### WORK ITEM
Every line holding the string "patch" should be copied out of the listing.

=== Begin Enclosure ===

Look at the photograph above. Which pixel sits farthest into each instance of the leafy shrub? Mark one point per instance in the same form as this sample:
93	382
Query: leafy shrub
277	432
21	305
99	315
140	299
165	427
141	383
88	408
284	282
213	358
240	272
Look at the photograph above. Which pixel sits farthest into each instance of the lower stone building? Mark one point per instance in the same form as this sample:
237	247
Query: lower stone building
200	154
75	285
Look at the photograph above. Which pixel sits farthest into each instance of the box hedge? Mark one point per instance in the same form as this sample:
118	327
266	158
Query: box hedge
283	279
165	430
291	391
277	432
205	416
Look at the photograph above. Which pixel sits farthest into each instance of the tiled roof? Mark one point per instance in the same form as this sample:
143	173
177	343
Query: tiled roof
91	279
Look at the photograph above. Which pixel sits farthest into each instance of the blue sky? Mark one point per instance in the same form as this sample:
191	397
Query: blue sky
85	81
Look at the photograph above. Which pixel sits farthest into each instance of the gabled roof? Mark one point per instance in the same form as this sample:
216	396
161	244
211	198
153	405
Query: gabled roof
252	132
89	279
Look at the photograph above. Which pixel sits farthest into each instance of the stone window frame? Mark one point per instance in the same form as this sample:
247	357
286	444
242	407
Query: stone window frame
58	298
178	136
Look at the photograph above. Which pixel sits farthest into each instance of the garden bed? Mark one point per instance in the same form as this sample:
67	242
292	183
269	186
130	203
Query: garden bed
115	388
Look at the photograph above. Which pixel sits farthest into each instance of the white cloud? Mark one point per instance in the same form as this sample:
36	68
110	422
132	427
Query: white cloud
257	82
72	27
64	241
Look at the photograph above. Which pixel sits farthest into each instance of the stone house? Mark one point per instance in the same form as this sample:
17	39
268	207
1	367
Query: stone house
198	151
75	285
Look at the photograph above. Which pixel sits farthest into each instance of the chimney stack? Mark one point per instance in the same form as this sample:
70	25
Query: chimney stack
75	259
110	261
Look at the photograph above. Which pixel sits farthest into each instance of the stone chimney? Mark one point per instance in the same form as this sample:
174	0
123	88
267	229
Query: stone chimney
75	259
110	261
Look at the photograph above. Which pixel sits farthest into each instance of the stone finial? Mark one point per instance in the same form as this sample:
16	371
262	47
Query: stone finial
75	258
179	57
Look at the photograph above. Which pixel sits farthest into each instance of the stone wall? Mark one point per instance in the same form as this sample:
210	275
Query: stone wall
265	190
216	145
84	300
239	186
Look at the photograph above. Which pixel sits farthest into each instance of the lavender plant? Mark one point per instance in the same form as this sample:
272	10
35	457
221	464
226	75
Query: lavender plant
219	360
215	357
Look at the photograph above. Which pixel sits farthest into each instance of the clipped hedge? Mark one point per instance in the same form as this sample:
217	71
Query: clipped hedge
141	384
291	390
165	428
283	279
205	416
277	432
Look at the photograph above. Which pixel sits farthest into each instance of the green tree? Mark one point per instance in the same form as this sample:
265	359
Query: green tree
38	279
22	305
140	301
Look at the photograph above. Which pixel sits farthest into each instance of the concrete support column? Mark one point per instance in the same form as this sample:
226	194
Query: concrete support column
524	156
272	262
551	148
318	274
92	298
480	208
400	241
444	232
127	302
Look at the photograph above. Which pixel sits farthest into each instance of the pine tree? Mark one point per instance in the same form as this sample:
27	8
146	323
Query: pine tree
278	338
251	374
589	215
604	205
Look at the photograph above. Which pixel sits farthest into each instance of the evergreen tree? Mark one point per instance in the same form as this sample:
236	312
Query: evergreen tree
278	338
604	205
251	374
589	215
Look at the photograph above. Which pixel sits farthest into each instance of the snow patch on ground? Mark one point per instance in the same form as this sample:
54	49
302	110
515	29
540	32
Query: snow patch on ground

=== End Enclosure ===

### OUTPUT
Look at the photograph above. Which pixel sits farthest into each instance of the snow patch on ground? Mark one point per instance in the same form as this sample:
Query: snow patch on ground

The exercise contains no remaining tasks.